Data records
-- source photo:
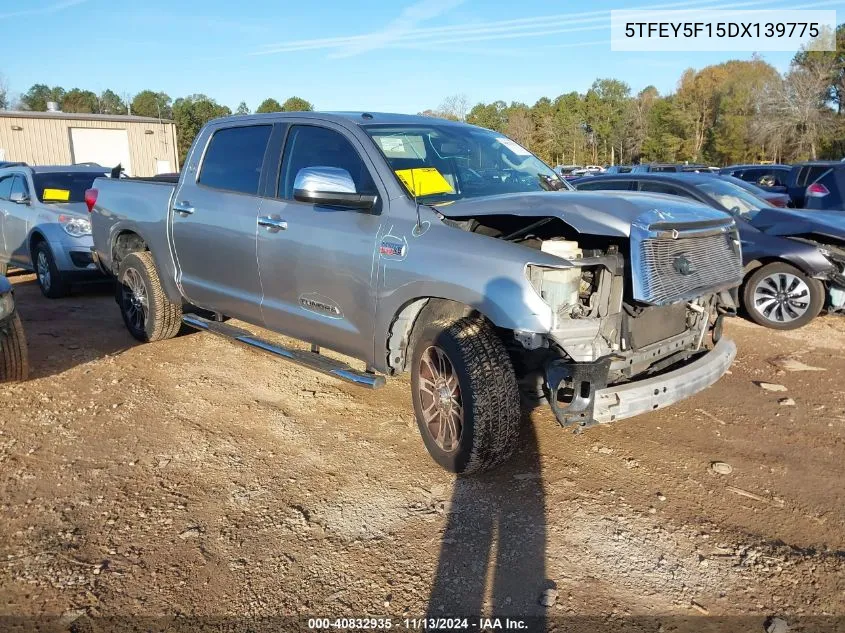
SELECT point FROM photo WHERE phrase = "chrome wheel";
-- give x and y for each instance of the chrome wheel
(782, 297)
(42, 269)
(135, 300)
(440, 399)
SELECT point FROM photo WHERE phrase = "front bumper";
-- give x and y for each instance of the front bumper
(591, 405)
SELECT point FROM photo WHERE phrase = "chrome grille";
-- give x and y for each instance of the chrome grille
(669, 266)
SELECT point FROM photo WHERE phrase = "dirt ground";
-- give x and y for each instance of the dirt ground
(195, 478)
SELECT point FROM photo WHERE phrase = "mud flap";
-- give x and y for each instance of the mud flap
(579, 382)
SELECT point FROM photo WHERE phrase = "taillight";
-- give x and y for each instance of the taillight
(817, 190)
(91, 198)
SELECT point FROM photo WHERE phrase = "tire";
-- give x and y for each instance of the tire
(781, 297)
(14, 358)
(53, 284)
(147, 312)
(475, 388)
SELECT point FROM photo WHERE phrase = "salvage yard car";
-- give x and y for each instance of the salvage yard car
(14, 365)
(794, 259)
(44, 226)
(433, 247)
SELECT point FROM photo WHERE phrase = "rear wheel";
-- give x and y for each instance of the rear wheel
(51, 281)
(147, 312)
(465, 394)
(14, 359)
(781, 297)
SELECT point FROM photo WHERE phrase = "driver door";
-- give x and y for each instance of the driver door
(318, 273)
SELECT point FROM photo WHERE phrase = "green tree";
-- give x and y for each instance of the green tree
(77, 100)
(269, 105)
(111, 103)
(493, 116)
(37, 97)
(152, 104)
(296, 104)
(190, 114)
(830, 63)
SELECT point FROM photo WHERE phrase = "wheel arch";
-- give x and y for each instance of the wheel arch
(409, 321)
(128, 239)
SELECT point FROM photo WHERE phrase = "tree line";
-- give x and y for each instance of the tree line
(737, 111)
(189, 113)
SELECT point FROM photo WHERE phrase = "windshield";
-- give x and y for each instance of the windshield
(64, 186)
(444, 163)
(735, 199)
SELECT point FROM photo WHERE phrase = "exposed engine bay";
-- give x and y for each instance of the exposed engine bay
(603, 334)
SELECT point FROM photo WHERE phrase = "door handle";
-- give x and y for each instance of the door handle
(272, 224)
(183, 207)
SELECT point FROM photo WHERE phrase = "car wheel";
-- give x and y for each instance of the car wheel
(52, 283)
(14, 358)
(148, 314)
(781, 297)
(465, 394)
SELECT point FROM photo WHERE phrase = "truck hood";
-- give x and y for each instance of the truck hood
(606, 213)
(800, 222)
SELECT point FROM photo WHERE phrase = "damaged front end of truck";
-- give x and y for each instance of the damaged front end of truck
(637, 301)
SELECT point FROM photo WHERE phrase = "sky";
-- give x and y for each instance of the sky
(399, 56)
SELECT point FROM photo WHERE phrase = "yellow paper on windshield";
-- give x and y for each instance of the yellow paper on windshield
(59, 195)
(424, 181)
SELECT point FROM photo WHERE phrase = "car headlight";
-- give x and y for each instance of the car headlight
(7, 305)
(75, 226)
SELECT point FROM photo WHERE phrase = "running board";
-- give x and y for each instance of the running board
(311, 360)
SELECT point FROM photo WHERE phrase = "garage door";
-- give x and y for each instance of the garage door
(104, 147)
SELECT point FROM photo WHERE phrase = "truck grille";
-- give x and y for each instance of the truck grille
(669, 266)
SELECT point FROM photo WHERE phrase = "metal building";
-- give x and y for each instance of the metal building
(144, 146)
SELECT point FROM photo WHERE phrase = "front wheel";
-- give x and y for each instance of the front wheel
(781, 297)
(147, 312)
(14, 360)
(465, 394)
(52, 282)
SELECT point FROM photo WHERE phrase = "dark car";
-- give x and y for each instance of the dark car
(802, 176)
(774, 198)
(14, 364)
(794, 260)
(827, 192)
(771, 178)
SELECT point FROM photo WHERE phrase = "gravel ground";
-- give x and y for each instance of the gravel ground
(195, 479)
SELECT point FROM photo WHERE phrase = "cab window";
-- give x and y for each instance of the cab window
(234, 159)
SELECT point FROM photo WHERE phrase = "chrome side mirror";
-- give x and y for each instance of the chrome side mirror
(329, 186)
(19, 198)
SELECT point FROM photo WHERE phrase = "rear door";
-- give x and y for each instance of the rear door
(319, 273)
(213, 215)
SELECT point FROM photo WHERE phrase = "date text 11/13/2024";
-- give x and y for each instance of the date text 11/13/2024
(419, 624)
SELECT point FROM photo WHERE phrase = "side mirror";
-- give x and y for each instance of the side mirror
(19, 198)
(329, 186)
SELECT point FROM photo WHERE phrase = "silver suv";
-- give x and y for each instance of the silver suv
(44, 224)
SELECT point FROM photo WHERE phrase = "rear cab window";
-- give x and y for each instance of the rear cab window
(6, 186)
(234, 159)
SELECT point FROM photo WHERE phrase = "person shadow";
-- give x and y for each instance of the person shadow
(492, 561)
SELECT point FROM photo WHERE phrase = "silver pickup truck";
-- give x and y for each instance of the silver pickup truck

→ Work order: Reproduce every record word for word. The copy must contain no pictures.

→ Task answer:
-- source photo:
SELECT point FROM photo WHERE phrase = "chrome wheel";
-- give x and y for each instance of the chrome wheel
(782, 297)
(42, 269)
(135, 300)
(440, 399)
SELECT point FROM photo WHERE phrase = "front bumper";
-- give x and y for each instance of the front bumper
(591, 405)
SELECT point FROM photo WHERE phrase = "chrome grille";
-- give x and y for each instance of the chrome grille
(669, 266)
SELECT point FROM photo WHERE phrase = "dirt ground";
-- give x and y for each instance of the dirt ground
(195, 478)
SELECT point FROM photo WHERE phrase = "mud flap";
-- give x and y for each instance of the mud flap
(579, 382)
SELECT point FROM photo WHERE phrase = "taillight";
-- give x and y for each instance of the taillight
(817, 190)
(91, 198)
SELECT point FROM photo WHERE phrase = "tire";
-- give x and y for each instance of the tire
(781, 297)
(14, 358)
(53, 284)
(147, 312)
(475, 388)
SELECT point FROM photo WHERE phrase = "salvage yard car";
-- give x and y for each instance of the salvage yard car
(14, 365)
(794, 259)
(44, 226)
(433, 247)
SELECT point FROM photo WHERE phrase = "rear wheel";
-- give x and y for each instance of the rear wheel
(51, 281)
(147, 312)
(465, 394)
(14, 359)
(781, 297)
SELECT point FROM photo WHERE phrase = "driver door";
-- give x and y for each instance of the driver door
(318, 273)
SELECT point FROM photo WHERE phrase = "green tree";
-- give x and y for each instance of the green tree
(77, 100)
(269, 105)
(111, 103)
(493, 116)
(37, 97)
(152, 104)
(296, 104)
(190, 114)
(830, 63)
SELECT point FROM photo WHERE phrase = "wheel arch";
-- give x and y for each instance of the wheel arch
(409, 321)
(128, 239)
SELECT point FROM photo WHERE phrase = "tree line";
-- give x and y for each instance of the tree line
(737, 111)
(189, 113)
SELECT point FROM photo WHERE phrase = "windshield";
-- give x and y for each instance of the windshield
(64, 186)
(444, 163)
(735, 199)
SELECT point FROM photo WHERE phrase = "exposed engine bay";
-- give x and y for each instance of the exposed engine bay
(603, 334)
SELECT point FROM photo WHERE phrase = "door handle";
-- give x and y for each instance of the door handle
(272, 224)
(183, 207)
SELECT point FROM photo WHERE phrase = "car wheel";
-- give x and y for each instance of the car wheel
(52, 283)
(14, 358)
(148, 314)
(781, 297)
(465, 394)
SELECT point FROM photo WHERE phrase = "truck hood";
-- give x and y for each instance of the truck hood
(606, 213)
(800, 222)
SELECT point FROM photo WHERE phrase = "damaged front end of truck";
-- give x and y for each instance of the damaged front end of truck
(637, 301)
SELECT point FROM photo WHERE phrase = "sky";
-- give x and y for each instance of the sky
(399, 56)
SELECT point FROM photo WHERE phrase = "yellow paper on windshield";
-- give x and y for each instance of the yellow paper on windshield
(59, 195)
(424, 181)
SELECT point FROM photo WHERE phrase = "car headlight";
-- give x and y for each instance of the car headlight
(7, 305)
(75, 226)
SELECT point FROM photo WHERE phrase = "running board";
-- give x and y for each instance of the running board
(311, 360)
SELECT point FROM photo WHERE phrase = "garage door";
-- give x and y for each instance of the garage door
(104, 147)
SELECT point FROM photo WHERE phrase = "truck grille";
-- give x and y for each instance of the truck grille
(669, 266)
SELECT point FROM photo WHERE phrase = "metal building";
-- give x and y for each instance of the metal building
(144, 146)
SELECT point FROM photo WHERE phrase = "front wheel";
-- give x and y for each instance of the front wheel
(781, 297)
(147, 312)
(14, 360)
(465, 394)
(52, 282)
SELECT point FROM photo WHERE phrase = "dark car";
-- give x and y for each instance of the dark car
(802, 176)
(774, 198)
(14, 364)
(794, 260)
(827, 192)
(771, 178)
SELECT point FROM photo WHERE phrase = "gravel ground";
-- give x and y for each instance of the gravel ground
(195, 479)
SELECT point FROM photo WHERE phrase = "cab window";
-- give x and y for each instance of the cab window
(234, 159)
SELECT point FROM photo WHERE phrase = "chrome side mirror";
-- give x and y for each instance of the chrome side mirror
(329, 186)
(19, 198)
SELECT point FROM photo WHERE phrase = "rear door";
-- give x and y for each instance of the rear door
(319, 273)
(213, 215)
SELECT point FROM photo WHERE phrase = "date text 11/13/2024";
-- give x and y for each instance of the date text 11/13/2024
(419, 624)
SELECT point FROM photo WHERE phrase = "side mirror";
-- give x and y for each instance of the side mirror
(19, 198)
(329, 186)
SELECT point FROM photo WHERE phrase = "silver suv";
-- give x and y for each instance of the silver suv
(44, 224)
SELECT point FROM photo WHERE phrase = "rear cab window";
-- give x and y for each instance of the rear cab window
(6, 186)
(234, 159)
SELECT point FROM photo WHERE phrase = "person shadow";
-- give x and y for each instance of the person shadow
(492, 561)
SELECT point FROM photo WHERE phrase = "silver pickup truck";
-- give x and y for each instance of the silver pickup truck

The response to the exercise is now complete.